* [YOUR OBJECTIVE] Rewrite the data from the line containing "Study the picture above. For each instance of the tall" through the end as a two-column CSV with the headers input and output, one row for each text with its answer, each in a single quoted field and with line breaks turned into spaces. Leave the pictures out.

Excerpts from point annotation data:
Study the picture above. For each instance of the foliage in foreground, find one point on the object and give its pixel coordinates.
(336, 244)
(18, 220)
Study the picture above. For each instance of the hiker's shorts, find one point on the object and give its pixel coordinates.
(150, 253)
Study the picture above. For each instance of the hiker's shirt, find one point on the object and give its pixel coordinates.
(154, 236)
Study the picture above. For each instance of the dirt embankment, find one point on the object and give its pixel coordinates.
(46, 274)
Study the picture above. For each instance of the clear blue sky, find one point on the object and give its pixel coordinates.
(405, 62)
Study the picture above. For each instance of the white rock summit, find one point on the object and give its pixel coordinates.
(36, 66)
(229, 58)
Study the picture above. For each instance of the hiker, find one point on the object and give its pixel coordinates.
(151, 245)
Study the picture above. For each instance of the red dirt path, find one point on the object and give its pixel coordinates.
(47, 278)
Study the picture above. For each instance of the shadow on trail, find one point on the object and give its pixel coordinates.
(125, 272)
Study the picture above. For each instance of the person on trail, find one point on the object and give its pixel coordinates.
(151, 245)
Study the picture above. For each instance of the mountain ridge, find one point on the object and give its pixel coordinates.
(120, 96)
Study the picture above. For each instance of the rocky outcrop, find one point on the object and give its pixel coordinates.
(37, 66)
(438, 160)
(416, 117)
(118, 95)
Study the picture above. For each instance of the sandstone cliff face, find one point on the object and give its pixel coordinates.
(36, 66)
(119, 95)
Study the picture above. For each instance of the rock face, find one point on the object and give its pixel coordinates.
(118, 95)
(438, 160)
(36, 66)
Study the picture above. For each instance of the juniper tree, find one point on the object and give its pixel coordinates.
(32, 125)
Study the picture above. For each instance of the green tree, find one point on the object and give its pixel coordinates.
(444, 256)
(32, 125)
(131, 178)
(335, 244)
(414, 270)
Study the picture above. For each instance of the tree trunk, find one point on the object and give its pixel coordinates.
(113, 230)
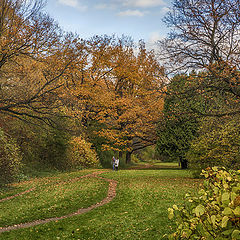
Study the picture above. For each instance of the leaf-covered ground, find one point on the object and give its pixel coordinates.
(139, 211)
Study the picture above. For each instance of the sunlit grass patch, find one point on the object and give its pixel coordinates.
(52, 197)
(139, 211)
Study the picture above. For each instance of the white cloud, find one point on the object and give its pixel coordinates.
(74, 4)
(143, 3)
(154, 37)
(131, 13)
(165, 10)
(101, 6)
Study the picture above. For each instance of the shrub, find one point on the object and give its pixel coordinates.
(10, 158)
(215, 212)
(217, 144)
(81, 154)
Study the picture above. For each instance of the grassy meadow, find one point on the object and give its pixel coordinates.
(139, 211)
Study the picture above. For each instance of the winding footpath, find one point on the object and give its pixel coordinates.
(110, 196)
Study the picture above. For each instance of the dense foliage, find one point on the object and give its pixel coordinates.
(10, 158)
(215, 212)
(178, 128)
(218, 144)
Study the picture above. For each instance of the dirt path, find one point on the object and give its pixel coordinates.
(111, 194)
(16, 195)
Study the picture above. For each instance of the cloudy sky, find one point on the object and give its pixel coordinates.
(141, 19)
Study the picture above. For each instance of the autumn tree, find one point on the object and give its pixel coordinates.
(35, 58)
(202, 32)
(121, 90)
(205, 39)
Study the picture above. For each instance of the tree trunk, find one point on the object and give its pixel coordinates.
(184, 163)
(128, 157)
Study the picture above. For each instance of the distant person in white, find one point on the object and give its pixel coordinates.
(116, 164)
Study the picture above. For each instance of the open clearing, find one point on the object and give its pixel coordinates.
(139, 210)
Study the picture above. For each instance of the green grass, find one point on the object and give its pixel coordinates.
(139, 210)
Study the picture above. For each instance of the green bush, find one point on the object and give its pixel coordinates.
(218, 144)
(80, 154)
(10, 158)
(215, 212)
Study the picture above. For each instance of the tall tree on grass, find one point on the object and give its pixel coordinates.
(178, 128)
(120, 88)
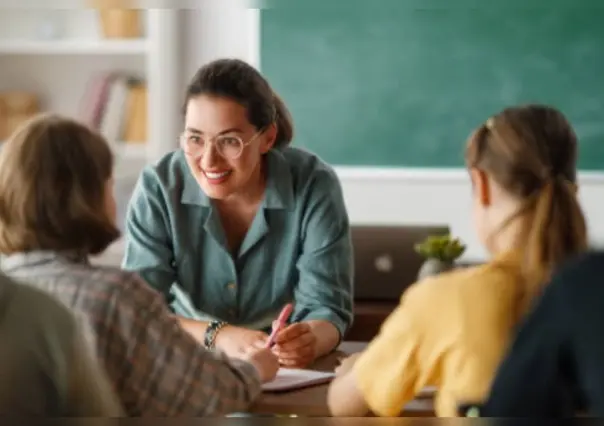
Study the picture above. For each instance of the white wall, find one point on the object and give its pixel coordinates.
(373, 196)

* [SOLUTION TO THIS TASK]
input,output
"Study the picture above. For each instance of the tall tree on grass, find one point on the object and give its pixel coordinates.","(178, 128) (120, 88)"
"Study the picture above. For each instance of the white wall, find one point on the object and give its pixel coordinates.","(373, 196)"